▶ Exercise aim
Go over the data below and say how many lines hold the word "basket". Only the number is needed.

[Natural language region descriptions]

════════

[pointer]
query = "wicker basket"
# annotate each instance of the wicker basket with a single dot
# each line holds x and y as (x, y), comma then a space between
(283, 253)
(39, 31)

════════

▶ Your solution
2